[Records from a data collection]
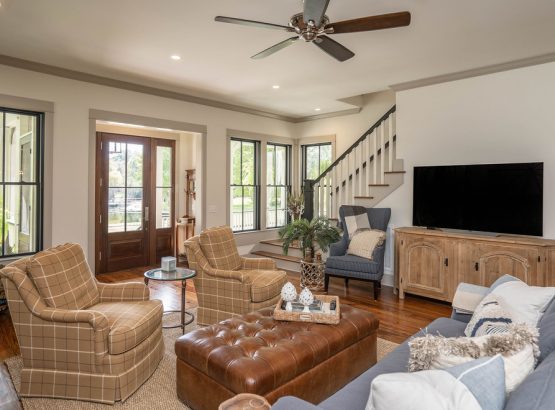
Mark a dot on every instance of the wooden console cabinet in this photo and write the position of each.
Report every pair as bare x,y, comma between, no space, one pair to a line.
432,263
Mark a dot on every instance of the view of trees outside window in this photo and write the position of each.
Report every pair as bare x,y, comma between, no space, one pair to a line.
20,182
125,189
278,184
244,185
163,187
316,159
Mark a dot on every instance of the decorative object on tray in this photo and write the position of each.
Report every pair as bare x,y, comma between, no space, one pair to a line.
168,263
323,309
289,294
306,298
312,275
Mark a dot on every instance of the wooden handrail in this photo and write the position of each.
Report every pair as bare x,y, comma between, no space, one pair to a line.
357,142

§ Instructions to follow: Leave the pictures out, then print every entry exactly as it reads.

§ Exercise response:
Mark a dot on every instance of the wooden console cabinet in this photo and write the position of each.
Report every pair as bare x,y, comma between, no space, one pair to a line.
432,263
Mark a dot on every instance of the view of trees outside window in this photo and write the position of each.
Report every pair as bare x,y, comma between, no space, one pair to a line.
20,182
125,189
278,184
244,185
163,187
316,159
Mark a dot on every instance of the decorative object on tray in this photo and write the position of each.
Report every pair as bare x,y, comma between, no space, one pair to a line.
168,263
323,309
289,294
306,298
312,275
Mark a dot on every instance of the wooden handrail in this photo and write the position of each.
Report every pair as bare x,y, comma between, no space, one pair to a line.
357,142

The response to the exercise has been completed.